═══ RECORDS SHOWN ═══

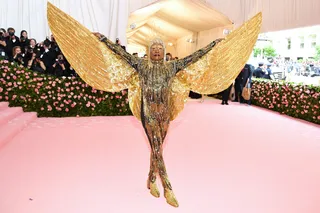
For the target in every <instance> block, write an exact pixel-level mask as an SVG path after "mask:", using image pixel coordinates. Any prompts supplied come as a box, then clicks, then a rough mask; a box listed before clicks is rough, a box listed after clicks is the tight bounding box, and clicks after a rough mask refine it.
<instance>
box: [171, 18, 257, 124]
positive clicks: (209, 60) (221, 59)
mask: <svg viewBox="0 0 320 213" xmlns="http://www.w3.org/2000/svg"><path fill="white" fill-rule="evenodd" d="M261 23H262V14H261V13H258V14H257V15H256V16H254V17H253V18H252V19H250V20H249V21H247V22H245V23H244V24H243V25H242V26H241V27H240V28H238V29H236V30H234V31H233V32H232V33H231V34H229V35H228V36H227V37H226V38H225V39H224V40H223V41H221V42H219V43H218V44H216V45H215V46H214V47H213V48H212V49H211V50H210V51H209V52H208V53H207V54H205V55H203V56H202V57H201V58H200V59H199V60H198V61H196V62H195V63H192V64H191V65H190V66H187V67H186V69H184V70H182V71H180V72H178V73H177V74H176V76H175V78H174V80H173V85H172V88H171V97H170V107H171V109H172V111H171V112H170V118H171V120H174V119H175V118H176V117H177V116H178V114H179V113H180V112H181V111H182V110H183V108H184V104H185V102H186V101H187V98H188V95H189V91H190V90H192V91H194V92H197V93H200V94H216V93H219V92H221V91H223V90H225V89H226V88H228V87H229V86H230V85H231V84H232V82H233V81H234V79H235V78H236V77H237V76H238V74H239V73H240V72H241V70H242V68H243V67H244V66H245V64H246V63H247V61H248V59H249V57H250V55H251V53H252V50H253V47H254V45H255V43H256V41H257V38H258V35H259V33H260V28H261Z"/></svg>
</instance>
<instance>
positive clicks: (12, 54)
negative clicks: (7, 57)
mask: <svg viewBox="0 0 320 213" xmlns="http://www.w3.org/2000/svg"><path fill="white" fill-rule="evenodd" d="M7 31H8V33H9V36H8V37H7V38H6V43H7V46H6V47H7V54H8V57H9V58H11V59H12V58H13V52H12V50H13V48H14V47H16V46H20V39H19V38H18V37H17V36H15V35H14V34H15V29H13V28H12V27H9V28H8V30H7Z"/></svg>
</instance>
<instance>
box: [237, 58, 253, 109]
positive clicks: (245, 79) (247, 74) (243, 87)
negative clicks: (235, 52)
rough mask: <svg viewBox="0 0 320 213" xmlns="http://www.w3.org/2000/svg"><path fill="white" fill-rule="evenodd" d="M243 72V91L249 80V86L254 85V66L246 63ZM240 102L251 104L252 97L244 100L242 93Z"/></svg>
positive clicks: (240, 102)
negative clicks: (253, 66)
mask: <svg viewBox="0 0 320 213" xmlns="http://www.w3.org/2000/svg"><path fill="white" fill-rule="evenodd" d="M242 72H243V74H242V85H243V86H242V89H241V92H242V90H243V88H244V87H245V86H246V83H247V81H248V87H249V88H251V87H252V75H253V72H254V68H253V66H252V65H250V64H246V65H245V67H244V69H243V70H242ZM240 103H248V104H249V105H250V104H251V99H250V100H248V101H246V100H244V98H243V97H242V95H241V96H240Z"/></svg>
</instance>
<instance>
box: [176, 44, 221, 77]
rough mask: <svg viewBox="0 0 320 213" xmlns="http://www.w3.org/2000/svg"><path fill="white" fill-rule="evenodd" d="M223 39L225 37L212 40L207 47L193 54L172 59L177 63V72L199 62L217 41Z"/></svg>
mask: <svg viewBox="0 0 320 213" xmlns="http://www.w3.org/2000/svg"><path fill="white" fill-rule="evenodd" d="M222 40H223V39H217V40H215V41H213V42H211V43H210V44H208V45H207V46H206V47H204V48H202V49H200V50H197V51H196V52H194V53H193V54H191V55H189V56H187V57H185V58H182V59H179V60H175V61H171V63H175V67H176V72H178V71H180V70H183V69H185V68H186V67H187V66H189V65H191V64H193V63H195V62H197V61H198V60H199V59H200V58H201V57H202V56H204V55H205V54H207V53H208V52H209V51H210V50H211V49H212V48H213V47H214V46H215V45H216V44H217V43H219V42H220V41H222Z"/></svg>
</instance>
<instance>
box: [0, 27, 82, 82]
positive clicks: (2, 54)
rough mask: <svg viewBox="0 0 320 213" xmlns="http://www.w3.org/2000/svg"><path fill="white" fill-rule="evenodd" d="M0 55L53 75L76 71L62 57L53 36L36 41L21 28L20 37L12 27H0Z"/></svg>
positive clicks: (20, 64)
mask: <svg viewBox="0 0 320 213" xmlns="http://www.w3.org/2000/svg"><path fill="white" fill-rule="evenodd" d="M0 53H1V55H0V57H1V58H3V59H6V60H9V61H11V62H16V63H18V64H19V65H22V66H24V67H26V68H29V69H31V70H33V71H37V72H40V73H44V74H48V75H55V76H74V75H76V73H75V72H74V70H73V69H72V67H71V66H70V64H69V63H68V61H67V60H66V59H65V58H64V55H63V54H62V52H61V50H60V48H59V46H58V45H57V43H56V41H55V39H54V37H53V36H51V38H49V37H47V38H46V39H45V40H44V41H41V42H39V43H37V41H36V40H35V39H33V38H29V37H28V32H27V31H25V30H22V31H21V32H20V37H18V36H17V35H16V31H15V29H14V28H12V27H10V28H8V29H7V30H5V29H4V28H1V29H0Z"/></svg>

═══

- _WHAT IS NEEDED_: Write out again the part of the rows that opens at their beginning and closes with the line containing "positive clicks: (209, 60) (221, 59)", both ends included, replacing "rough mask" with "coarse mask" and leaving everything else unchanged. Omit the pictures from your answer.

- _FINAL ANSWER_:
For the target in every <instance> block, write an exact pixel-level mask as an SVG path after "mask:", using image pixel coordinates. Any prompts supplied come as a box, then clicks, then a coarse mask; a box listed before clicks is rough, a box listed after clicks is the tight bounding box, and clicks after a coarse mask refine it.
<instance>
box: [171, 18, 257, 124]
positive clicks: (209, 60) (221, 59)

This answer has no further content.